• [Set exercise 1]: Reproduce the passage from the TasteBrain overview below word for word, starting at "This shared embedding" and stopping after "audio, or products.".

• [Excerpt to read]:
++++++++++

Core Concepts
The foundational ideas behind TasteBrain: a shared embedding space, lightweight per-user models, living data, and grounded language.
The embedding space
TasteBrain is a transformer-based, multimodal model derived from Qwen-Omni and trained at scale on ~20M curated product images across ~7M products. The model fine-tunes attention layers and uses a custom projector to map per-token hidden states into two representations:
Multi-vector embedding
A structured 128-dimensional space where each dimension encodes an aesthetic axis — style, material, form factor, color palette, brand affinity. Per-token hidden states are projected individually, preserving fine-grained spatial and semantic detail.
Pooled embedding
A single vector summarizing the overall aesthetic signature. Used for fast approximate nearest-neighbor lookups, top-k candidate retrieval, and situations where a compact representation is sufficient.
This shared embedding space represents the global geometry of taste. Styles, brands, materials, form factors, and aesthetic signals form coherent regions. Proximity in this space means aesthetic similarity — regardless of whether the inputs are images, text, audio, or products.
Example
A user uploads a photo of a cafe interior with exposed brick and warm lighting. TasteBrain projects this image into the embedding space. Products that land in the same region — industrial pendant lamps, reclaimed wood furniture, ceramic mugs with matte glazes — are returned as results. The search crosses product categories, retailers, and price points because similarity is computed in aesthetic space, not catalog metadata.
Cross-modal queries
Because every modality is projected into the same 128-dimensional space, you can combine inputs freely:
- Image → products — "find me products that look like this"
- Text → products — "minimalist Scandinavian desk lamp"
- Image + text → products — "like this room, but in warm earth tones"

++++++++++

• [Set exercise 2]: Count the lines in the records below that contain the string "floral", matching case exactly, and reply with the number alone.

++++++++++

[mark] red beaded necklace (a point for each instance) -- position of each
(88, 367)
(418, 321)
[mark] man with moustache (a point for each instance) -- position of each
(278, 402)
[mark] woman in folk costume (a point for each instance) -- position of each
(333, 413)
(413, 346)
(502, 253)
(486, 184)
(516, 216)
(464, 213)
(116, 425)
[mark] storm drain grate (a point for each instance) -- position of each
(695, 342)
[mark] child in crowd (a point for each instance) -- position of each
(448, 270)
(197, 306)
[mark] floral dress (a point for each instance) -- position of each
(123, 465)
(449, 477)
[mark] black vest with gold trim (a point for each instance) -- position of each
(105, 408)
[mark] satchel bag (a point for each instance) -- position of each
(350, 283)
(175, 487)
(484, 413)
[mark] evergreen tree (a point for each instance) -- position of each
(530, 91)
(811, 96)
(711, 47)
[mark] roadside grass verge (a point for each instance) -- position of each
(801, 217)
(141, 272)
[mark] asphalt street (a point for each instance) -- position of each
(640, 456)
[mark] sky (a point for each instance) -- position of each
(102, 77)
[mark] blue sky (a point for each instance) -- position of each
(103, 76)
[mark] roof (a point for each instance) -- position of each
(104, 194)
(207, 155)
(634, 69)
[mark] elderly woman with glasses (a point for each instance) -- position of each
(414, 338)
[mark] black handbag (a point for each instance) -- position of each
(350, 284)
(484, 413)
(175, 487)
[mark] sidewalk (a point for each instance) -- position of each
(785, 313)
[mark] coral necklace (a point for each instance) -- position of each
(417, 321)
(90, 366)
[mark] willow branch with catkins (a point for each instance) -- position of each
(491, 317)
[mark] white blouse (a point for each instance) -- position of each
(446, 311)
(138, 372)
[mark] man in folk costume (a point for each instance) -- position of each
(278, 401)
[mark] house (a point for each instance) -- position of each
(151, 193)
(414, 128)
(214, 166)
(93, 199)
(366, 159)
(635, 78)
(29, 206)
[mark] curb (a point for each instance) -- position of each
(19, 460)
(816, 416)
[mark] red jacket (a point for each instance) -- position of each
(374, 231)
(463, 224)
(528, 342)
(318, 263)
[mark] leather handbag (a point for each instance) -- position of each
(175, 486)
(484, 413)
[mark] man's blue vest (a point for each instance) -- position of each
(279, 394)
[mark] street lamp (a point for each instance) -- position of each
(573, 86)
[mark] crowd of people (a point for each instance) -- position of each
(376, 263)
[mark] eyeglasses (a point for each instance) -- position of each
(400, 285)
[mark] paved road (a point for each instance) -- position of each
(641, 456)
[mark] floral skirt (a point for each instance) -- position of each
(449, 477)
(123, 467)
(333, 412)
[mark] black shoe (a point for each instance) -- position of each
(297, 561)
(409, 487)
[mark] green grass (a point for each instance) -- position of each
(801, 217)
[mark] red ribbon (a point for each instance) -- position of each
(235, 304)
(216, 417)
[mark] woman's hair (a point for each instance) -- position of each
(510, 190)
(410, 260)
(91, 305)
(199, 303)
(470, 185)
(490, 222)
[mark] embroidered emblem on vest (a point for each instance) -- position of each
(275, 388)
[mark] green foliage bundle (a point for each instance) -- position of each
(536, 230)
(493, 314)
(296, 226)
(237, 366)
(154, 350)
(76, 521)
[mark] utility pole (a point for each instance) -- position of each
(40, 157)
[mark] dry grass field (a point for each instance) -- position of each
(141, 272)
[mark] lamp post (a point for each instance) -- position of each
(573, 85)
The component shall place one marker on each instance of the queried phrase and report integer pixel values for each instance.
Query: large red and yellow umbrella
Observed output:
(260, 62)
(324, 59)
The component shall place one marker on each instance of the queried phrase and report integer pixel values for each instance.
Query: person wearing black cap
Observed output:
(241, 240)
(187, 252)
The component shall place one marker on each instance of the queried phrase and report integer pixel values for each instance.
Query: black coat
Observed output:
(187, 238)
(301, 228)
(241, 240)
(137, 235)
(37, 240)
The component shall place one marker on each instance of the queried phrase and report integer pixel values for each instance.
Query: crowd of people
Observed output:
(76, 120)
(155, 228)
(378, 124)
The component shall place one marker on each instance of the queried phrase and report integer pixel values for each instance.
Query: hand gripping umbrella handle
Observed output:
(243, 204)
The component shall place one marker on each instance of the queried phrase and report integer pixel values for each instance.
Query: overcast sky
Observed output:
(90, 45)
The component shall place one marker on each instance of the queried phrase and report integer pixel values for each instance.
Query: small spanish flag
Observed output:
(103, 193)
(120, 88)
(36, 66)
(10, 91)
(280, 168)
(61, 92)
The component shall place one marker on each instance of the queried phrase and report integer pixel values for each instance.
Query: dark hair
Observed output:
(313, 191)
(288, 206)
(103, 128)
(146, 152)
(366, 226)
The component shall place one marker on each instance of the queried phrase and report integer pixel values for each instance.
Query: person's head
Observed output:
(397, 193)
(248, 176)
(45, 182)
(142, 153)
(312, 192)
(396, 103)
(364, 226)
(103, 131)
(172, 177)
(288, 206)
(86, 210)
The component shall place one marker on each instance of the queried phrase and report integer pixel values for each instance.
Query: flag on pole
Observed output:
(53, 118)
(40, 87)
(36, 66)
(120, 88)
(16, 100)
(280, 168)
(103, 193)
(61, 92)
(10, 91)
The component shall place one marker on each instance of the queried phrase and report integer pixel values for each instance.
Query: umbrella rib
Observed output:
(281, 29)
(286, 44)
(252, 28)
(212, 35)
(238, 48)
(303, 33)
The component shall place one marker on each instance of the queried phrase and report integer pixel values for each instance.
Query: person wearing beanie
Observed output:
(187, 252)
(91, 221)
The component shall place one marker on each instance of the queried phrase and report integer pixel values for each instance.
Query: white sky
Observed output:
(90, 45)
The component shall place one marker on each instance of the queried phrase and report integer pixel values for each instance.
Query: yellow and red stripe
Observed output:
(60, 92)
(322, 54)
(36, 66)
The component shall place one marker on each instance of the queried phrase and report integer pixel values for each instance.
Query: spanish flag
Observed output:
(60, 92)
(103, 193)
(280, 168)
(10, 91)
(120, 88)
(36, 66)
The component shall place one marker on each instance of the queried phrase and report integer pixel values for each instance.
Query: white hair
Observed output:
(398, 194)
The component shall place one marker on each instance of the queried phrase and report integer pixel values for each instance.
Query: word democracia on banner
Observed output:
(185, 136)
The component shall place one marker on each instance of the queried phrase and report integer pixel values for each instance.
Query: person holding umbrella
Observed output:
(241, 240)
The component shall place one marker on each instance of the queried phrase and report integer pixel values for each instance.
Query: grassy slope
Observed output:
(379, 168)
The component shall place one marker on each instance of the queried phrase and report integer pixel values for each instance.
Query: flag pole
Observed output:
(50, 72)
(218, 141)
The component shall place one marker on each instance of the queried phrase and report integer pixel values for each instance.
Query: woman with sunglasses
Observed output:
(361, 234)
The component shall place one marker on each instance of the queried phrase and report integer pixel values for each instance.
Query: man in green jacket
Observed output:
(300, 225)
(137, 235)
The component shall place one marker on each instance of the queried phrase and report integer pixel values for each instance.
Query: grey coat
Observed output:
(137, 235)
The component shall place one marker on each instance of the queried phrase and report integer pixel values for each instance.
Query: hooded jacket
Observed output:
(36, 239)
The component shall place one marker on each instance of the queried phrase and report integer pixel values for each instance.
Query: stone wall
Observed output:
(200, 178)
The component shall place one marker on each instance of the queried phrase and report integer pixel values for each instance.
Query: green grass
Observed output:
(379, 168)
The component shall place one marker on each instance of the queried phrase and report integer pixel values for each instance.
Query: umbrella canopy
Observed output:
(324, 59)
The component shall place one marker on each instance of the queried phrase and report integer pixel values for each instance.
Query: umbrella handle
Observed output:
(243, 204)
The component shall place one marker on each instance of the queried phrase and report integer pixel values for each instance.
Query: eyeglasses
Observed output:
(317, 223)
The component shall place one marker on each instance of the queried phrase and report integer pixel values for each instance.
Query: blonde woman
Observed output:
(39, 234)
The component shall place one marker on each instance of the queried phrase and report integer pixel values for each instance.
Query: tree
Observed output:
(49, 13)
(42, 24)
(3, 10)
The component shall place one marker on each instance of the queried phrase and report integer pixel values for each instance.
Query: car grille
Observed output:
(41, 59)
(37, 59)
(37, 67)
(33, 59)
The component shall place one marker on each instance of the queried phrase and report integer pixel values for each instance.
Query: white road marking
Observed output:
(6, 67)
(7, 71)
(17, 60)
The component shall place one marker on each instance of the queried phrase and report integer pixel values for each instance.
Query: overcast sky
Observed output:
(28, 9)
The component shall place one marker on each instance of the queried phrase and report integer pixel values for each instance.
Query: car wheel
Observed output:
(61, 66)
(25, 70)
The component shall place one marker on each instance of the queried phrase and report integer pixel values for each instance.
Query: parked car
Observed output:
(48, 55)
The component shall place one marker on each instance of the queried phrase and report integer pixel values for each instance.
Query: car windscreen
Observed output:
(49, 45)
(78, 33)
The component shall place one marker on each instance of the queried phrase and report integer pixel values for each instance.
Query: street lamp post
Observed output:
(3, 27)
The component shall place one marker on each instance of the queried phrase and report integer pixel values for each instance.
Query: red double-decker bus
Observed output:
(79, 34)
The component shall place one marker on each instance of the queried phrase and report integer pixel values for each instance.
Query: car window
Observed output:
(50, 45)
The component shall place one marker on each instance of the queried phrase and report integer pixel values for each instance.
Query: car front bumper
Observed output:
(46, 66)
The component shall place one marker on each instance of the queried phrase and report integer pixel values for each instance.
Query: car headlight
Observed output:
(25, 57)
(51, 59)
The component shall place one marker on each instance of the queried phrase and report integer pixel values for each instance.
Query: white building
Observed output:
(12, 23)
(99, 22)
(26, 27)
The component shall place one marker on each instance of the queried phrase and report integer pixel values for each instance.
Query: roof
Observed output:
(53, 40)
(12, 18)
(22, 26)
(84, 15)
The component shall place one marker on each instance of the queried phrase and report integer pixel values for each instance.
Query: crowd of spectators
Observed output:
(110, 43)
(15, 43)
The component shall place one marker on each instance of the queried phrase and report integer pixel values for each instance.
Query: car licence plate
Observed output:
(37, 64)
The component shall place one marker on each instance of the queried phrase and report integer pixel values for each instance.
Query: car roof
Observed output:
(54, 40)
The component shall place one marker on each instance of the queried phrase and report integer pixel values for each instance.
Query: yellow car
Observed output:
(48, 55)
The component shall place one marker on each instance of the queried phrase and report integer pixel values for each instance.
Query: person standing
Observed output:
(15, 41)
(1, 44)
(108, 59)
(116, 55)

++++++++++

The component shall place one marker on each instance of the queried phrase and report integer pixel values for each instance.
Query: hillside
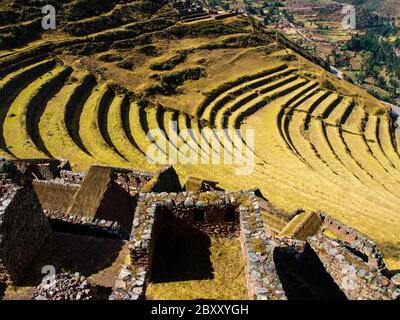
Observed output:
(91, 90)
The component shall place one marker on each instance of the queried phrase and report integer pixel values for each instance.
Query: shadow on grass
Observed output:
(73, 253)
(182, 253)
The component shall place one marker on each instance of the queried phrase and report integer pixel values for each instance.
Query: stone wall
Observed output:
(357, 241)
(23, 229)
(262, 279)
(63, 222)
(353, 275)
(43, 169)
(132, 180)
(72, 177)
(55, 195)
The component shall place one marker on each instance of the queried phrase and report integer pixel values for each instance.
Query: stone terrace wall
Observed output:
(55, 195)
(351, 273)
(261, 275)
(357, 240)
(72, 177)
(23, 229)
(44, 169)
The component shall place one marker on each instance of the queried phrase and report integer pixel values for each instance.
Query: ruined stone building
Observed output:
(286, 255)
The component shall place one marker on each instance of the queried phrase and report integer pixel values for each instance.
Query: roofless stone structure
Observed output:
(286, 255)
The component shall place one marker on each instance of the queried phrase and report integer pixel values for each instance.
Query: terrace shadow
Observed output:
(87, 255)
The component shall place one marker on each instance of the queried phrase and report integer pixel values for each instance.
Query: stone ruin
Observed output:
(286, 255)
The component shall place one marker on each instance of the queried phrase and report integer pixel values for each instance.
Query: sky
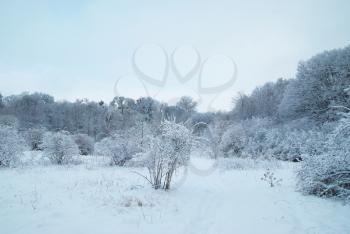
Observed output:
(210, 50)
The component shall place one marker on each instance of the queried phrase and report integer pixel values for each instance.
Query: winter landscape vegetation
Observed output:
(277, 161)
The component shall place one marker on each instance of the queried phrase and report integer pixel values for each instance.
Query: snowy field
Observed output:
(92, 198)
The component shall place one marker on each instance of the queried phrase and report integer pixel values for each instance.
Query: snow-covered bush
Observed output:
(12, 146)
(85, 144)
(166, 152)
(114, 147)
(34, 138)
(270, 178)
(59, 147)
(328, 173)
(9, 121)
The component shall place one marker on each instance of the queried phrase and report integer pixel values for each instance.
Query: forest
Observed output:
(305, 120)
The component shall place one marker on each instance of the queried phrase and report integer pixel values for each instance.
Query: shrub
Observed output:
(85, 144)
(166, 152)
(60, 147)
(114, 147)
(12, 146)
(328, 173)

++++++++++

• [Correct result 1]:
This shared embedding space represents the global geometry of taste. Styles, brands, materials, form factors, and aesthetic signals form coherent regions. Proximity in this space means aesthetic similarity — regardless of whether the inputs are images, text, audio, or products.

• [Correct result 2]: 2